Problem requirements — Return the material below in full and exactly.

* * * *

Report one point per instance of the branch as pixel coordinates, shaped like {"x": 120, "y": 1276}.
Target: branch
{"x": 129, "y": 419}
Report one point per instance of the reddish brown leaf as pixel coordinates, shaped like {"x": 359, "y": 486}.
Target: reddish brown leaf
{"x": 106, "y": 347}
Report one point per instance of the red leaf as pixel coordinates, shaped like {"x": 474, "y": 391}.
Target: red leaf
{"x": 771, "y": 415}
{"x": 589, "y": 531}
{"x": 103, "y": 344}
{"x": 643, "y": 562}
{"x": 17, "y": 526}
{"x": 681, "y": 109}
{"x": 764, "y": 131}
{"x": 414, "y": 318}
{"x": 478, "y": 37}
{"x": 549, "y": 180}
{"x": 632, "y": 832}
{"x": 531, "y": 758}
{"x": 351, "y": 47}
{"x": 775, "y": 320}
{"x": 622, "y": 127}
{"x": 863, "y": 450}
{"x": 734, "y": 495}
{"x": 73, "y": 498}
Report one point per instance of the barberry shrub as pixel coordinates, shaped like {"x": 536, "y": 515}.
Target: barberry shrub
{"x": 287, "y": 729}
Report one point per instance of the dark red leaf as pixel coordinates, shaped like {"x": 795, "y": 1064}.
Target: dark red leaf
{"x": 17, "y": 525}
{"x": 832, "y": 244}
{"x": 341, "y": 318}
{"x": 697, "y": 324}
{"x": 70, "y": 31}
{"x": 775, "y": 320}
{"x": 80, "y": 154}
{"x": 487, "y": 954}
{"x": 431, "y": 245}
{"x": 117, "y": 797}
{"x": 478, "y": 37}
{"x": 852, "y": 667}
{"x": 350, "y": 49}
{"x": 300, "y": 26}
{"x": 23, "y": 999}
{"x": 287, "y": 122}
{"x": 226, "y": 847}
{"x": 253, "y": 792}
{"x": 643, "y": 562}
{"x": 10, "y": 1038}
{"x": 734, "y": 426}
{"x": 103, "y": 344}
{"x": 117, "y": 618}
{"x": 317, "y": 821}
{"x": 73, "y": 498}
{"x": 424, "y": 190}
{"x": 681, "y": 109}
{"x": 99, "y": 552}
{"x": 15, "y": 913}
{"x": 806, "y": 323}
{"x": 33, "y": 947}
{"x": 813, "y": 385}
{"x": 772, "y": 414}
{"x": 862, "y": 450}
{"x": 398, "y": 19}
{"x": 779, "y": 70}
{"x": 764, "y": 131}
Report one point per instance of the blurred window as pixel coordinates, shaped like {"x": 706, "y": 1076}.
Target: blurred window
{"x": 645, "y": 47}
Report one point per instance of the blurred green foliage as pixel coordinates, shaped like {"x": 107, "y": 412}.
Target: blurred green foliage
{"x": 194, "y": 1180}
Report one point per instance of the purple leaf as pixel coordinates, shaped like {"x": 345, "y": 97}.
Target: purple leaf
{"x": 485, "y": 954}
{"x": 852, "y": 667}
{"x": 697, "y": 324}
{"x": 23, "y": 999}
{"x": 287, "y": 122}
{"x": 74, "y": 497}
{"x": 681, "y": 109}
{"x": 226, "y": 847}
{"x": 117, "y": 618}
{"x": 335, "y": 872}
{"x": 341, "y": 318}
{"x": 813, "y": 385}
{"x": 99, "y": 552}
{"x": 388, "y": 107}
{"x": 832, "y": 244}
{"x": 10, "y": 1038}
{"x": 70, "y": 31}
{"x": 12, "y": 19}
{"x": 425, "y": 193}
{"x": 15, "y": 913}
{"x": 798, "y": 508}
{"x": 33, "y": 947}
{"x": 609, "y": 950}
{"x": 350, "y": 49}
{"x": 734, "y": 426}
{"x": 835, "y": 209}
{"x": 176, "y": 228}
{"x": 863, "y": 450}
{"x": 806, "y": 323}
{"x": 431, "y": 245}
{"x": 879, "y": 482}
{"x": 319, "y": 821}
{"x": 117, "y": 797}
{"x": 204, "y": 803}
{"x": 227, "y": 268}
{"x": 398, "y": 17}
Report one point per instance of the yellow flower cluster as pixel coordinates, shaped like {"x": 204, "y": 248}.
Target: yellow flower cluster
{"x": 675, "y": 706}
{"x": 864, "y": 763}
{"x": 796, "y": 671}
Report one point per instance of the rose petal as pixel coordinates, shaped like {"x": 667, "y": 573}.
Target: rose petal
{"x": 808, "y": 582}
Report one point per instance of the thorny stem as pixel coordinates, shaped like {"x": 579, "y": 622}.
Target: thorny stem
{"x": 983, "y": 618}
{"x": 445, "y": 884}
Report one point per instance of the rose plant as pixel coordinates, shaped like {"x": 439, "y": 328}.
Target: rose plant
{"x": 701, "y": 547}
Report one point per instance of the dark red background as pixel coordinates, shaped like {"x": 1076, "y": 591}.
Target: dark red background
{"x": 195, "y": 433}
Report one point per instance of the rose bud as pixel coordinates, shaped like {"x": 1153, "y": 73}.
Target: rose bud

* * * *

Written solution —
Report one point per instance of the branch as pixel coordinates, shaped like {"x": 120, "y": 1276}.
Target: branch
{"x": 129, "y": 419}
Report one point per instance of the reddish brown leaf as pixel coordinates, shaped like {"x": 359, "y": 486}.
Target: reddish brown leaf
{"x": 106, "y": 347}
Report one point per instance of the red leaf as pixel coordinates, shaped like {"x": 474, "y": 391}.
Target: red leaf
{"x": 771, "y": 415}
{"x": 589, "y": 531}
{"x": 103, "y": 344}
{"x": 643, "y": 562}
{"x": 17, "y": 526}
{"x": 681, "y": 109}
{"x": 764, "y": 131}
{"x": 414, "y": 318}
{"x": 478, "y": 37}
{"x": 549, "y": 180}
{"x": 632, "y": 832}
{"x": 531, "y": 758}
{"x": 351, "y": 47}
{"x": 775, "y": 320}
{"x": 622, "y": 127}
{"x": 863, "y": 450}
{"x": 734, "y": 495}
{"x": 73, "y": 498}
Report one point per instance of the barberry shrub as pixel coordinates, shaped like {"x": 536, "y": 515}.
Target: barberry shrub
{"x": 287, "y": 729}
Report one point per instance of the dark red leaf as pixel coordinates, shaped like {"x": 795, "y": 1064}.
Target: dark red leaf
{"x": 17, "y": 525}
{"x": 832, "y": 244}
{"x": 341, "y": 318}
{"x": 697, "y": 324}
{"x": 70, "y": 31}
{"x": 775, "y": 320}
{"x": 80, "y": 154}
{"x": 487, "y": 954}
{"x": 431, "y": 245}
{"x": 117, "y": 797}
{"x": 478, "y": 37}
{"x": 852, "y": 667}
{"x": 350, "y": 49}
{"x": 300, "y": 26}
{"x": 23, "y": 999}
{"x": 287, "y": 122}
{"x": 226, "y": 847}
{"x": 253, "y": 792}
{"x": 643, "y": 562}
{"x": 10, "y": 1038}
{"x": 734, "y": 426}
{"x": 103, "y": 344}
{"x": 117, "y": 618}
{"x": 317, "y": 821}
{"x": 73, "y": 498}
{"x": 424, "y": 190}
{"x": 681, "y": 109}
{"x": 99, "y": 552}
{"x": 15, "y": 913}
{"x": 806, "y": 323}
{"x": 33, "y": 947}
{"x": 813, "y": 385}
{"x": 772, "y": 414}
{"x": 862, "y": 450}
{"x": 398, "y": 19}
{"x": 779, "y": 70}
{"x": 764, "y": 131}
Report one point per instance of the blurred window as pixel coordinates, shaped like {"x": 706, "y": 1076}.
Target: blurred window
{"x": 645, "y": 47}
Report one point per instance of the blurred green foliage as pixel coordinates, shaped like {"x": 107, "y": 412}.
Target: blurred green foliage
{"x": 194, "y": 1180}
Report one point per instance of the purple leaf as pixel coordinates, shaped like {"x": 345, "y": 97}.
Target: purple leaf
{"x": 485, "y": 954}
{"x": 852, "y": 667}
{"x": 697, "y": 324}
{"x": 23, "y": 999}
{"x": 287, "y": 122}
{"x": 74, "y": 497}
{"x": 681, "y": 109}
{"x": 226, "y": 847}
{"x": 117, "y": 618}
{"x": 335, "y": 872}
{"x": 341, "y": 318}
{"x": 813, "y": 385}
{"x": 99, "y": 552}
{"x": 388, "y": 107}
{"x": 832, "y": 244}
{"x": 10, "y": 1038}
{"x": 70, "y": 31}
{"x": 12, "y": 19}
{"x": 425, "y": 193}
{"x": 15, "y": 913}
{"x": 798, "y": 508}
{"x": 33, "y": 947}
{"x": 609, "y": 950}
{"x": 350, "y": 49}
{"x": 734, "y": 426}
{"x": 835, "y": 209}
{"x": 176, "y": 228}
{"x": 863, "y": 450}
{"x": 806, "y": 323}
{"x": 431, "y": 245}
{"x": 879, "y": 482}
{"x": 319, "y": 821}
{"x": 117, "y": 797}
{"x": 204, "y": 803}
{"x": 227, "y": 268}
{"x": 398, "y": 17}
Report one point per instance of the yellow flower cluster as pixel coordinates, shaped like {"x": 204, "y": 248}.
Target: yellow flower cluster
{"x": 675, "y": 706}
{"x": 864, "y": 763}
{"x": 796, "y": 671}
Report one point per instance of the rose petal as pixel coordinates, shaped like {"x": 667, "y": 573}.
Target: rose petal
{"x": 808, "y": 582}
Report one point per instance of the thorny stem as pixel coordinates, shaped like {"x": 579, "y": 622}.
Target: thorny stem
{"x": 983, "y": 618}
{"x": 445, "y": 884}
Report one point per instance of the rose plant as pixel coordinates, shaped like {"x": 439, "y": 328}.
Target: rose plant
{"x": 701, "y": 547}
Report one point per instance of the dark red background as pixel coordinates, shaped like {"x": 1076, "y": 591}.
Target: dark red background
{"x": 195, "y": 433}
Report one point per instance of the rose bud as pixel coordinates, shaped like {"x": 1153, "y": 73}.
Target: rose bud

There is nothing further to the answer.